(Provided passage)
As it happens, the caller focused on "Bronze Inside and Out", which is published by the entirely professional if academic University of Calgary Press.  It is not self-published nor is it wildly popular, though it would do better if it were promoted.  What this cold call proposition is relying on is the culturally "promoted" middle-class idea that having a book accepted by a "traditional publishing company" is the road to fame and glory.  THIS IS A FANTASY.

There are no more "traditional publishing companies."  They died or transformed when the internet was invented.  Even libraries are struggling.  "Books" as we have known them and produced them are middle-class and middle-income, but had prestige until they started being racked in supermarkets.  At the moment Trump is saving those who publish "big books" full of scandal and intricate explanation of corruption, "self-promoted" by the television news cables.

"Bronze Inside and Out" is a biography of Bob Scriver, a Western sculptor to whom I was married in the Sixties when American Western art was popular among the sorts who are now stigmatized as white, prosperous, resource-hoarding men still hypnotized by WWII and fantasies of the American frontier.  My gradual separation from him and his life, despite my abiding love of the methods of bronze casting, is the subject.  I meant it to be a record worth the attention of people studying the period later, like now.
(End Provided passage)
§ Problems to work on:
1. According to the passage, which press published "Bronze Inside and Out"?
2. Copy the passage word for word, starting at "As it happens, the" and ending at "IS A FANTASY.".
(Study material)
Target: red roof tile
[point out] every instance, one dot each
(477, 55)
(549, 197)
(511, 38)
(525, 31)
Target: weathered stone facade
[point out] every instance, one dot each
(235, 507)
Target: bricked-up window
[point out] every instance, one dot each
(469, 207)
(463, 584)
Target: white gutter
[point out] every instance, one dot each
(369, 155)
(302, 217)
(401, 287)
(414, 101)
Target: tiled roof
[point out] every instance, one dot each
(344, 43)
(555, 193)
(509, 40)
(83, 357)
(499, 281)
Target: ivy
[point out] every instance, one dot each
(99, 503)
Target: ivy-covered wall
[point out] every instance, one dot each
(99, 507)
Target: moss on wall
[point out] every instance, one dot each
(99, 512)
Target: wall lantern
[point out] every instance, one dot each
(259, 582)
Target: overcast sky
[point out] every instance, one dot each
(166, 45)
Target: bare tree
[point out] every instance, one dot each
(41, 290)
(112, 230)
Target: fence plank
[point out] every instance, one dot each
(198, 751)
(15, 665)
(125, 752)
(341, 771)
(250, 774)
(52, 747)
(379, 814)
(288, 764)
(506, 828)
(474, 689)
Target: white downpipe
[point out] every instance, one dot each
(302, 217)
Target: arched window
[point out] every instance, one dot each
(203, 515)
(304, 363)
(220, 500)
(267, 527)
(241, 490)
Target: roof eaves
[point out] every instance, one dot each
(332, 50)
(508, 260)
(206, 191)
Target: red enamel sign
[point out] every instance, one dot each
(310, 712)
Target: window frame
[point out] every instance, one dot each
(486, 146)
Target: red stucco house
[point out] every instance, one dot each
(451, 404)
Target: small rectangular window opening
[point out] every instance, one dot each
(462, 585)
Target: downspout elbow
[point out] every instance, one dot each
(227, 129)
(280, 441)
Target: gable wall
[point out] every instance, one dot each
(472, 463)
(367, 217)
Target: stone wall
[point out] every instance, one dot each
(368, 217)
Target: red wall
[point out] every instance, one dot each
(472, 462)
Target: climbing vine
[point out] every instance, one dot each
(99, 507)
(End Study material)
§ List of solutions:
1. The University of Calgary Press.

2.
As it happens, the caller focused on "Bronze Inside and Out", which is published by the entirely professional if academic University of Calgary Press.  It is not self-published nor is it wildly popular, though it would do better if it were promoted.  What this cold call proposition is relying on is the culturally "promoted" middle-class idea that having a book accepted by a "traditional publishing company" is the road to fame and glory.  THIS IS A FANTASY.